Collected data:
═══

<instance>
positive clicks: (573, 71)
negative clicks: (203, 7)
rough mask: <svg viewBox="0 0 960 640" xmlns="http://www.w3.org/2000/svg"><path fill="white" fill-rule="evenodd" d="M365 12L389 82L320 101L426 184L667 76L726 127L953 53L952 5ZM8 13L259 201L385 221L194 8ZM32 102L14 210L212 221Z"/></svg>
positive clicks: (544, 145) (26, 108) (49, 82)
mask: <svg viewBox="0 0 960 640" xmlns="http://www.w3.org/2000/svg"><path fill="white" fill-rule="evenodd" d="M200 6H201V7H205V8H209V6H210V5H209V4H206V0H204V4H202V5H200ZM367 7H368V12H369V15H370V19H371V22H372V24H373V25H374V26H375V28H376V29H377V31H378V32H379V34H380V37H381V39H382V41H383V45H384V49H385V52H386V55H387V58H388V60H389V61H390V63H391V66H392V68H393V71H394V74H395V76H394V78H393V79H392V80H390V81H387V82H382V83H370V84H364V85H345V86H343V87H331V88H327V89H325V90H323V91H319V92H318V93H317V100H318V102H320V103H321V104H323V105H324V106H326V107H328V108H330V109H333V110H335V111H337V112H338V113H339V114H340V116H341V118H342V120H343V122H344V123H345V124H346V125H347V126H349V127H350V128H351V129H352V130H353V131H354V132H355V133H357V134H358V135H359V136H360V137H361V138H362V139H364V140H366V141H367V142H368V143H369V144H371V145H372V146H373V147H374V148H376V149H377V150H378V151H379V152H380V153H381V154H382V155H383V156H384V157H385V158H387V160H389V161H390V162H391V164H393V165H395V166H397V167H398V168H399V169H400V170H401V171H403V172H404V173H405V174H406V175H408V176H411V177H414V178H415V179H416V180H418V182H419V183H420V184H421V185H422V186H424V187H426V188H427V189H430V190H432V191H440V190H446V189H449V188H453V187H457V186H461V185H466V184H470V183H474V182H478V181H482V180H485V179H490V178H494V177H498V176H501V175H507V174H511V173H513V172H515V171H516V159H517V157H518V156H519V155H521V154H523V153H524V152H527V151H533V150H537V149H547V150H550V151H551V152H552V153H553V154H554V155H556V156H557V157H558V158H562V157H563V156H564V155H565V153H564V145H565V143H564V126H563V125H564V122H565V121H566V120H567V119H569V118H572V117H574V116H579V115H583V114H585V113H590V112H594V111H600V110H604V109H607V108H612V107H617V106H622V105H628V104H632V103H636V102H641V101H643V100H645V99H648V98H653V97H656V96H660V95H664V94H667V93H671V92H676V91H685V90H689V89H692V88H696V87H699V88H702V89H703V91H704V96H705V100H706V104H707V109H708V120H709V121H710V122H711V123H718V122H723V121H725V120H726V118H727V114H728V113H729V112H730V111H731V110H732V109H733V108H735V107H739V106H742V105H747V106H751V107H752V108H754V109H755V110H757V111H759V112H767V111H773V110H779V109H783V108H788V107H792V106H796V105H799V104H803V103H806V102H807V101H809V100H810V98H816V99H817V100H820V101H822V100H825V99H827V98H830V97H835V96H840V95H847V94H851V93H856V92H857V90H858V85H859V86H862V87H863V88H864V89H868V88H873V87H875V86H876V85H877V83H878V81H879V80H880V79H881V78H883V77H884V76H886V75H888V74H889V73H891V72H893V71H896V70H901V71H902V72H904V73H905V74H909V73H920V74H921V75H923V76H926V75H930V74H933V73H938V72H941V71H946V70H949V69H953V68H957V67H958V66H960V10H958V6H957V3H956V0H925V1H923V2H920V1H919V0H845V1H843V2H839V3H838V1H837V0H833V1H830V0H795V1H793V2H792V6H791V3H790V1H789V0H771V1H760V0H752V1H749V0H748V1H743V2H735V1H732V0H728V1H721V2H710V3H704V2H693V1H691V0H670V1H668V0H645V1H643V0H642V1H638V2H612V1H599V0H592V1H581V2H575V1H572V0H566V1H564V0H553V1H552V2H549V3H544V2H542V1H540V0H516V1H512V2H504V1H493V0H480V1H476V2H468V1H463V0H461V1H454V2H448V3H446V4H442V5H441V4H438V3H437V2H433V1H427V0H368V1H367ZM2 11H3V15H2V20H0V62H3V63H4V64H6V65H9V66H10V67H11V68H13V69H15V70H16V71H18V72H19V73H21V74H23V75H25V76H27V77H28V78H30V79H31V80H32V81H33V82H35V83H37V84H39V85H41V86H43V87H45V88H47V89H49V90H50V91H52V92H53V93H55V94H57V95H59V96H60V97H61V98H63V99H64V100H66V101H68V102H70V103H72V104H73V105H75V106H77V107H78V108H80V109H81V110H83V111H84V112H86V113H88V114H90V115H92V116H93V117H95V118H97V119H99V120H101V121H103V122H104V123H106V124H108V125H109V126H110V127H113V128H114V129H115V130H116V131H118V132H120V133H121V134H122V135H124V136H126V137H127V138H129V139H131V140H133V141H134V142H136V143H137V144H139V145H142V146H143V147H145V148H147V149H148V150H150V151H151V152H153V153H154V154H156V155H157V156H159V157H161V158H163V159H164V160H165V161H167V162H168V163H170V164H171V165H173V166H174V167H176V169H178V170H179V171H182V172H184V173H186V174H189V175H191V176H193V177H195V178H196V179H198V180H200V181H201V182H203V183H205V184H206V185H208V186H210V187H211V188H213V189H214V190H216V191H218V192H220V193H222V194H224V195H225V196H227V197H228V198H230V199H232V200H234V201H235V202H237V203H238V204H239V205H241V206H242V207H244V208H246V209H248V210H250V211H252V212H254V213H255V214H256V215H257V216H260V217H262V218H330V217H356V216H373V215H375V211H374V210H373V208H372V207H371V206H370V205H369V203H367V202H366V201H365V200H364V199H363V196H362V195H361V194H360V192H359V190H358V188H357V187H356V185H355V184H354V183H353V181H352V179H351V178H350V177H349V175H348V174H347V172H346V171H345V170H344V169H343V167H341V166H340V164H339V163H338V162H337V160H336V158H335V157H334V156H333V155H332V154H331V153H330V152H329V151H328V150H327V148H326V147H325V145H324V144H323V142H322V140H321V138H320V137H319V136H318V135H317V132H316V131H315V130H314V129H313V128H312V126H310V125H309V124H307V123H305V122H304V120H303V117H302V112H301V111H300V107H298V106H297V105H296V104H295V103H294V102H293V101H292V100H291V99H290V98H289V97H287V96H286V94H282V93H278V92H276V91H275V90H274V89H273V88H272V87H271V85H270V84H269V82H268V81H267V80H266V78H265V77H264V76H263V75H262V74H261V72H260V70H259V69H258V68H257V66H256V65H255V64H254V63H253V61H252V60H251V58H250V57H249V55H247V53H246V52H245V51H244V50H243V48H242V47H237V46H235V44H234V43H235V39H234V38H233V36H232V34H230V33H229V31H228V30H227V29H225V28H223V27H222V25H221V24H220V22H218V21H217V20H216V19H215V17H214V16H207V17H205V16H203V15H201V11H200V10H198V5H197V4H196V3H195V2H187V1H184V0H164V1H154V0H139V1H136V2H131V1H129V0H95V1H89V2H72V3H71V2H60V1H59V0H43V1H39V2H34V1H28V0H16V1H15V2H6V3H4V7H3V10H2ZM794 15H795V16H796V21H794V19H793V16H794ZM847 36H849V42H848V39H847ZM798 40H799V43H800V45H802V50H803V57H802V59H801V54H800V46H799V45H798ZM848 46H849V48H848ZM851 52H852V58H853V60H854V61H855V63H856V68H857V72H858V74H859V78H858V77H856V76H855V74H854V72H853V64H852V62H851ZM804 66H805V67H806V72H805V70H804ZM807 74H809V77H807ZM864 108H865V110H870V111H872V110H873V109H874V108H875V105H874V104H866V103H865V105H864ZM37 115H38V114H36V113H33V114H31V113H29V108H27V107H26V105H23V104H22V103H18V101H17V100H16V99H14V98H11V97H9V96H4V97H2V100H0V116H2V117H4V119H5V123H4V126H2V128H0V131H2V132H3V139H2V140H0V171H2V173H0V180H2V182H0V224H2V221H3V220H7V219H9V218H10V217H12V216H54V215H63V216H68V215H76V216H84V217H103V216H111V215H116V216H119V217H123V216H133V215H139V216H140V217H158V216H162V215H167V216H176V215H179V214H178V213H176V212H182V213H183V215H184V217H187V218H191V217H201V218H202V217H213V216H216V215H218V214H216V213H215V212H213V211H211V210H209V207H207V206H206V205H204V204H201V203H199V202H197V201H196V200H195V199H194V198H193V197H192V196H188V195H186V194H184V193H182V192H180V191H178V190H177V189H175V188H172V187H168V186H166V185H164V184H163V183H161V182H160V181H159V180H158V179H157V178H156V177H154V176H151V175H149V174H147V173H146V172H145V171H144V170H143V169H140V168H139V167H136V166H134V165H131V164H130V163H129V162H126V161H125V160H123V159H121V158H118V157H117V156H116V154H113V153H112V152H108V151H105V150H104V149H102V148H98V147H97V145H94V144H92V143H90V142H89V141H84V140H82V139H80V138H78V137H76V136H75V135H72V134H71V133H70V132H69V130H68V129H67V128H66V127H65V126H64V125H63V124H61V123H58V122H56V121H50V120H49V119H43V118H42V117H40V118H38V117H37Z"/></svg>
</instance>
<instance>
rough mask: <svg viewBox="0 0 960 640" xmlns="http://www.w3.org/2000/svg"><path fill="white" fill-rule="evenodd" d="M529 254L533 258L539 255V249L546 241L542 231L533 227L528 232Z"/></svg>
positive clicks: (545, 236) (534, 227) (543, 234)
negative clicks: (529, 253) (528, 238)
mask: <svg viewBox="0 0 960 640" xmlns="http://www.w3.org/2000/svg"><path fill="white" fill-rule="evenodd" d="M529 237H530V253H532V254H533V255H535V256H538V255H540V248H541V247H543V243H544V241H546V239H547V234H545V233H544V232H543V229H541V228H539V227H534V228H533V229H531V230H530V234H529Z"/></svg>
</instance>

═══

● Problem statement:
Retype exactly, and only, the lines above from the one where "negative clicks: (203, 7)" occurs up to and including the one where "12L389 82L320 101L426" occurs.

● Response to the task:
negative clicks: (203, 7)
rough mask: <svg viewBox="0 0 960 640" xmlns="http://www.w3.org/2000/svg"><path fill="white" fill-rule="evenodd" d="M365 12L389 82L320 101L426 184L667 76L726 127L953 53L952 5ZM8 13L259 201L385 221L194 8ZM32 102L14 210L212 221Z"/></svg>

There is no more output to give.